**Texte de la page**

##########

L’engouement est tel que les ventes de jeans, entre 1970 et 1975, augmentent de 300 %. Dans la foulée, la femme ainsi émancipée tombe raide dingue devant les bottes de motard, le blouson en cuir et même les “baskets de mecs” ; souvenons-nous de l’engouement pour les fameuses Nike Cortez créées en 1972 par exemple. C’est également à cette période que démarre son idylle avec le célèbre smoking qu’Yves Saint Laurent imagine pour elle en 1966. Plus tard, on franchira un pas de plus dans le mélange des genres, la confusion des sentiments, quitte à adopter la “chemise de son mec” au saut du lit ou l’un de ses jeans larges rebaptisés entre-temps “boyfriend”.
Une pure histoire de cœurs
À mesure que les années passent, les clins d’œil que la mode lance à l’amour sont de plus en plus concrets et parfois très immédiats. Imprimé, cousu, collé, sur une robe, un sac, une paire de souliers ou même une vitrine de boutique, les petits cœurs deviennent un nouveau motif de prédilection pour les créateurs. “Cage à cœurs” (Moschino), escarpins en pvc rehaussé d’un “heart” (Vivienne Westwood), cœur XXL au beau milieu d’un cabas (Valentino)… le symbole de la passion s’appose désormais à peu près sur tout, quand il ne devient pas le “logo officiel”, comme c’est désormais le cas pour la marque japonaise Comme des Garçons.
Petit à petit, le marketing s’empare du filon et fait du duo amoureux un nouveau motif de communication : Gap et ses couples métissés (campagne Make Love en 2013), et la marque de prêt-à-porter The Kooples surtout, qui met en scène de vrais couples dans ses campagnes de pub. À chaque fois, un homme et une femme, en parfaite symbiose esthétique et qui partagent tout ou presque, à commencer par le sens du style. Une vie à deux et (quasiment) un vestiaire pour deux.
Avec ou sans toi…
Pour Karl Lagerfeld, la mode était ainsi semblable à “un océan ou à l’amour […] elle va et vient comme une vague”. C’est qu’il y a du je-t’aime-moi-non-plus dans cet univers : les tendances passent en moins de temps qu’il ne faut pour enfiler son cuir Balmain, de grandes maisons sombrent dans l’oubli avant de redevenir les chouchoutes des rédactrices en moins de temps qu’il ne faut pour retirer le même cuir Balmain et des designers sont débarqués du jour au lendemain comme on se débarrasse d’un amant encombrant : Yves Saint Laurent chez Dior dans les années 60 ou Frida Giannini chez Gucci en 2014.

##########

**Données affichées**
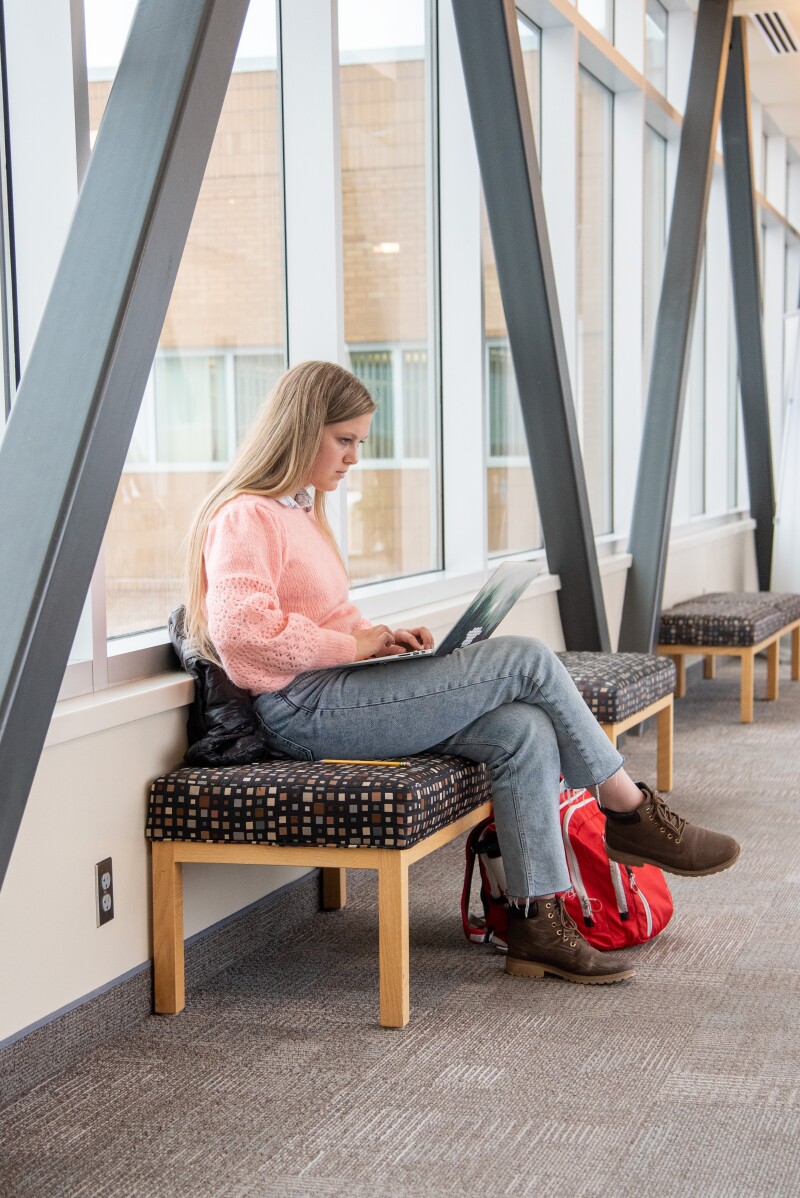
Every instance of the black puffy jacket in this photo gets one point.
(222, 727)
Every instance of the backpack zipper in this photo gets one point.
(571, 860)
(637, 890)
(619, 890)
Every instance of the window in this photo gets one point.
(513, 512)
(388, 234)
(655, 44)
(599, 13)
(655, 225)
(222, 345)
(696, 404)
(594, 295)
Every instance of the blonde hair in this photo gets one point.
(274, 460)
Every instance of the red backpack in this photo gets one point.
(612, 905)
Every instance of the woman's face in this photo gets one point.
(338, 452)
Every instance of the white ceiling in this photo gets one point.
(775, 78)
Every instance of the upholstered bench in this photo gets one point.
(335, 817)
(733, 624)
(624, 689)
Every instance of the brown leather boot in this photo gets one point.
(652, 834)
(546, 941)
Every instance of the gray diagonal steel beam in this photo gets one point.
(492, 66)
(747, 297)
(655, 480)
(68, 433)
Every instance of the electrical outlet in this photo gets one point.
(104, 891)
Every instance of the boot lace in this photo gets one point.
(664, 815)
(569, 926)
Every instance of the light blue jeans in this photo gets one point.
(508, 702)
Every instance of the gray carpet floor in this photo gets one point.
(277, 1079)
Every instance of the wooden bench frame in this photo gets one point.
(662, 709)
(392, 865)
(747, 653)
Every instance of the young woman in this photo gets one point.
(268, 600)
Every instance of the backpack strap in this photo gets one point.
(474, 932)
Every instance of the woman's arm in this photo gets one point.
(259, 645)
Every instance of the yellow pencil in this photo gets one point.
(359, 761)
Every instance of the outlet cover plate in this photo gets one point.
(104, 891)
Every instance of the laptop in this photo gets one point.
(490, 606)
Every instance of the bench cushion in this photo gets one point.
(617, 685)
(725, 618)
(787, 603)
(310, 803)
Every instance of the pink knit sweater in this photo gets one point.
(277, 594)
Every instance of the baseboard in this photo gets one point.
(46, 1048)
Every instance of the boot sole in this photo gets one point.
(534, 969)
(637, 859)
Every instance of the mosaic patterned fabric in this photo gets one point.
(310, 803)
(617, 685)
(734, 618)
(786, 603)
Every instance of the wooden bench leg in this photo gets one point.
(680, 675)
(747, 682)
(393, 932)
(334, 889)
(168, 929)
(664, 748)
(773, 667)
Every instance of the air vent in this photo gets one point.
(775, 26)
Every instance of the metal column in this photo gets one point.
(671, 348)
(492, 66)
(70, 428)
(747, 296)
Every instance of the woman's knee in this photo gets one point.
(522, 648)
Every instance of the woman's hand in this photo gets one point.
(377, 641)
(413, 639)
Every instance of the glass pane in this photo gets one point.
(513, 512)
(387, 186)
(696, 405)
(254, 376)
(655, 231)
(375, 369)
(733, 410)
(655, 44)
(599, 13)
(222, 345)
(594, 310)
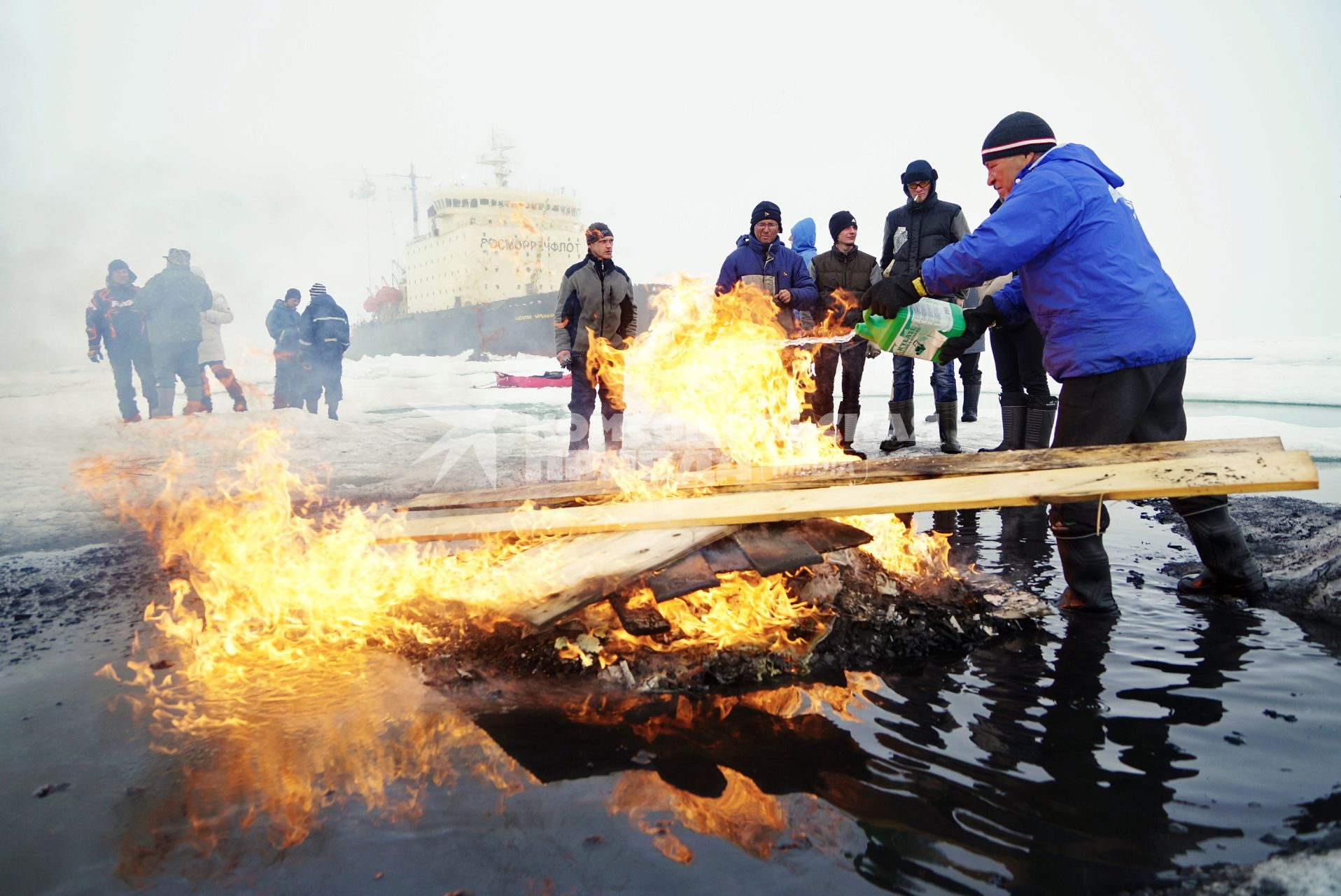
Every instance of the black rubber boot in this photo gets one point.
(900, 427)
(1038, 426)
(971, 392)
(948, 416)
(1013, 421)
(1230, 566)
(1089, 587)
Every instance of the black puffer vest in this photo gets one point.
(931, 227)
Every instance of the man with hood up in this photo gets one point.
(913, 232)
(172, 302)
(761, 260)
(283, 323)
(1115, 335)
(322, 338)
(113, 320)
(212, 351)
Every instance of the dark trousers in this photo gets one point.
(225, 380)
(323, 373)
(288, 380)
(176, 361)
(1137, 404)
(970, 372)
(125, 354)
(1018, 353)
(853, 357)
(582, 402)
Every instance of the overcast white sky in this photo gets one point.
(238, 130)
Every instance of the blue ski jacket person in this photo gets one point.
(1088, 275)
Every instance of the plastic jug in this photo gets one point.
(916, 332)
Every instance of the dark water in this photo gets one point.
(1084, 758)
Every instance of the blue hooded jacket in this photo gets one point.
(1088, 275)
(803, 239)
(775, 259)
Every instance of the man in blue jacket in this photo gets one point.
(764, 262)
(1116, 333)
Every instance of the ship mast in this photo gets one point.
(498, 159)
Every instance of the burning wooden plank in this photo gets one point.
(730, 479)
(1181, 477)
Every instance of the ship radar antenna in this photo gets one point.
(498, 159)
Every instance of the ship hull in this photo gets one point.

##########

**Consigne A**
Indiquez si chacune des affirmations suivantes est conforme au texte sur la mode et l’amour, puis citez les mots du texte qui le prouvent : (i) les ventes de jeans augmentent de 300 % entre 1970 et 1975 ; (ii) Yves Saint Laurent imagine son smoking en 1972 ; (iii) Frida Giannini est débarquée de chez Dior en 2014.
**Consigne B**
Modifiez le passage du texte sur la mode et l’amour qui commence par « Avec ou sans » et se termine par « Gucci en 2014. », en remplaçant « cuir Balmain » par « cuir Chanel » partout où l’expression apparaît.

**Réponse attendue A**
(i) Oui : « les ventes de jeans, entre 1970 et 1975, augmentent de 300 % »
(ii) Non : « le célèbre smoking qu’Yves Saint Laurent imagine pour elle en 1966 »
(iii) Non : « Frida Giannini chez Gucci en 2014 »

**Réponse attendue B**
Avec ou sans toi…
Pour Karl Lagerfeld, la mode était ainsi semblable à “un océan ou à l’amour […] elle va et vient comme une vague”. C’est qu’il y a du je-t’aime-moi-non-plus dans cet univers : les tendances passent en moins de temps qu’il ne faut pour enfiler son cuir Chanel, de grandes maisons sombrent dans l’oubli avant de redevenir les chouchoutes des rédactrices en moins de temps qu’il ne faut pour retirer le même cuir Chanel et des designers sont débarqués du jour au lendemain comme on se débarrasse d’un amant encombrant : Yves Saint Laurent chez Dior dans les années 60 ou Frida Giannini chez Gucci en 2014.